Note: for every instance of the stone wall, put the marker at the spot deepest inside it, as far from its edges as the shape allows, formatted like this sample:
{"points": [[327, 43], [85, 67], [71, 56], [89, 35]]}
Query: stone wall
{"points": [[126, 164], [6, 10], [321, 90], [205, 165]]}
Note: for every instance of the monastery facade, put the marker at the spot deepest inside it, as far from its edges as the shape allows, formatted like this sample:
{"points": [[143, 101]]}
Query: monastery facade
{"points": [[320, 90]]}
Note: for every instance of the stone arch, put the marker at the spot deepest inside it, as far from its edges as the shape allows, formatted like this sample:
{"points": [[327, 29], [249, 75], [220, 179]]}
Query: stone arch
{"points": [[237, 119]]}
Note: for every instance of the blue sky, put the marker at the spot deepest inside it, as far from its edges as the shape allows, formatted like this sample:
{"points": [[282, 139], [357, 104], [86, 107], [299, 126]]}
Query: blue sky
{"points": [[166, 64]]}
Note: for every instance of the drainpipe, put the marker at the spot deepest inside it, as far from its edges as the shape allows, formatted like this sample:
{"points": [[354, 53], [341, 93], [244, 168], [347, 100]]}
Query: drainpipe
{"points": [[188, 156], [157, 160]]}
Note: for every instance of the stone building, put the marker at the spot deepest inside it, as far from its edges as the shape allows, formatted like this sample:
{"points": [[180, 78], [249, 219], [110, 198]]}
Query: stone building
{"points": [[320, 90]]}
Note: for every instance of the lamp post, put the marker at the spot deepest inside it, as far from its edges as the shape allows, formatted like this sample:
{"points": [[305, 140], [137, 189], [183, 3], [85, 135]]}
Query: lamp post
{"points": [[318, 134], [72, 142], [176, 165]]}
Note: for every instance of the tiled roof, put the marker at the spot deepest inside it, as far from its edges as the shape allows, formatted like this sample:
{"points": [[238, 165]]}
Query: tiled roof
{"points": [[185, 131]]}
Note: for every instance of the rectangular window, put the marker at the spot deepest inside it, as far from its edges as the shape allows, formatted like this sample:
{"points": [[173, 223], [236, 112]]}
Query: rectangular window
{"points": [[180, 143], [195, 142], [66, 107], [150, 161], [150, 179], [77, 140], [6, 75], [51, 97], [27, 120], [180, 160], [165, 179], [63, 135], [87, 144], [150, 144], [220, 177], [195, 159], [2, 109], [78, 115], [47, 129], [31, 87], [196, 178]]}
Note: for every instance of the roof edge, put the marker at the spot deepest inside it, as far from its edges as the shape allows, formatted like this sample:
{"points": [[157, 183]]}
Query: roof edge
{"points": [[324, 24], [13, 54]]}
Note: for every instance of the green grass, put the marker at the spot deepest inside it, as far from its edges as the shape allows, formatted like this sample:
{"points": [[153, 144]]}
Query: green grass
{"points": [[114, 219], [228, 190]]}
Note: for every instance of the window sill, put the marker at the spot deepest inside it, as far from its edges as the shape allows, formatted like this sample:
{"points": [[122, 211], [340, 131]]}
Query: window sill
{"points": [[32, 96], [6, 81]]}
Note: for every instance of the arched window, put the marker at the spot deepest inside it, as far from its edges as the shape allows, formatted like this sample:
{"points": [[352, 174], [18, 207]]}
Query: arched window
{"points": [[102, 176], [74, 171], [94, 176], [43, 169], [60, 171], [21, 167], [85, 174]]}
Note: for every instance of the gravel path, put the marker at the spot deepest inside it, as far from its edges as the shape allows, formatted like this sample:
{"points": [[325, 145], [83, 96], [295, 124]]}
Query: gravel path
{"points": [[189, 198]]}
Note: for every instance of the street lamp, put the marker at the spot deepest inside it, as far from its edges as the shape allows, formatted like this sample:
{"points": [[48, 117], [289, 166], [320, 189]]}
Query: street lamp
━━━━━━━━━━━━━━━━━━━━
> _Instructions to follow_:
Reproduce the material. Keep every word as written.

> _Finished exercise_:
Note: for every instance of the stone wall, put the marker at the spot deepest inside it, as far from its edges as the shape allows, formatted like this sample:
{"points": [[327, 43], [85, 67], [71, 56], [89, 35]]}
Query: stone wall
{"points": [[126, 164], [6, 10], [321, 90], [205, 165]]}
Note: for every instance of the monastery facade, put the marker at the spot deepest inside it, as far from its edges as the shape allows, formatted like this sample:
{"points": [[143, 101]]}
Query: monastery facade
{"points": [[320, 90]]}
Note: for every instance of the stone arch, put the marker at the spot deepest inside it, as far from its edges as the shape allows, formatted like this sample:
{"points": [[327, 29], [249, 75], [220, 179]]}
Query: stone arch
{"points": [[237, 119]]}
Note: for every instance of the blue sky, put the marker at the spot deepest inside it, as far from its edges as the shape allows, formatted like this sample:
{"points": [[282, 139], [357, 104], [86, 107], [299, 126]]}
Query: blue sky
{"points": [[166, 64]]}
Note: for every instance of the drainpipe, put the marker at the spot deepest inside it, as far from its edges as the shape allows, formatted like this sample:
{"points": [[354, 53], [341, 93], [244, 168], [347, 100]]}
Query: drainpipe
{"points": [[188, 156], [157, 160]]}
Note: for every instance of the stone building, put the marker at the spot deepest inside it, as far from its edges as the shape allows, formatted like this sample:
{"points": [[180, 78], [249, 219], [110, 198]]}
Query: stone building
{"points": [[320, 90]]}
Note: for every instance of the lamp post, put the marker at the spot deepest inside it, as far from its edges as the shape allows, formatted like this sample:
{"points": [[305, 140], [137, 189], [183, 3], [85, 135]]}
Query: lamp post
{"points": [[318, 134], [72, 142], [176, 165]]}
Note: for every instance of the tiled roof, put the marker at the spot deepest inside it, as far from its edges as the shape allows, formatted like this sample:
{"points": [[238, 165]]}
Query: tiled roof
{"points": [[185, 131]]}
Note: for every instance of the rectangular window, put the marker at the spot deepest inside it, as far from its edges as the shape allows, formatted like this sample:
{"points": [[173, 223], [236, 112]]}
Query: rectangular window
{"points": [[180, 143], [195, 142], [66, 107], [150, 161], [150, 179], [77, 140], [6, 75], [51, 97], [27, 120], [180, 160], [165, 179], [63, 135], [87, 144], [150, 144], [220, 177], [195, 159], [2, 109], [78, 115], [47, 129], [31, 87], [196, 178]]}
Note: for every instance of the roof edge, put the marker at the spot deepest inside it, as far from its edges as the shape allows, formatted like this sample:
{"points": [[157, 183]]}
Query: roof edge
{"points": [[324, 24], [13, 54]]}
Note: for every instance of the green grass, put the marker at the spot deepest inside it, as far from its edges as the shape allows, formatted like this sample:
{"points": [[153, 144]]}
Query: green grass
{"points": [[114, 219], [228, 190]]}
Note: for every instance of the window sill, put the marker at the spot deepest inside it, as far from its edges as the shape allows, formatted like this sample:
{"points": [[122, 211], [340, 131]]}
Query: window sill
{"points": [[32, 96], [6, 81]]}
Note: for every instance of the arched window, put the marker at the spot deepest inside it, as far from its edges as the shape allows, formatted like this sample:
{"points": [[352, 174], [18, 207]]}
Query: arched window
{"points": [[102, 176], [74, 171], [94, 176], [43, 169], [60, 171], [21, 167], [85, 174]]}
Note: for every instance of the gravel path, put the marker at the spot deepest inside it, as far from its edges as the shape allows, formatted like this sample:
{"points": [[325, 145], [83, 96], [295, 124]]}
Query: gravel path
{"points": [[189, 198]]}
Note: for every instance of the street lamp, put the marker at the spot deepest inside it, as far from its edges as the shape allows, formatted like this sample:
{"points": [[48, 117], [289, 166], [320, 189]]}
Query: street lamp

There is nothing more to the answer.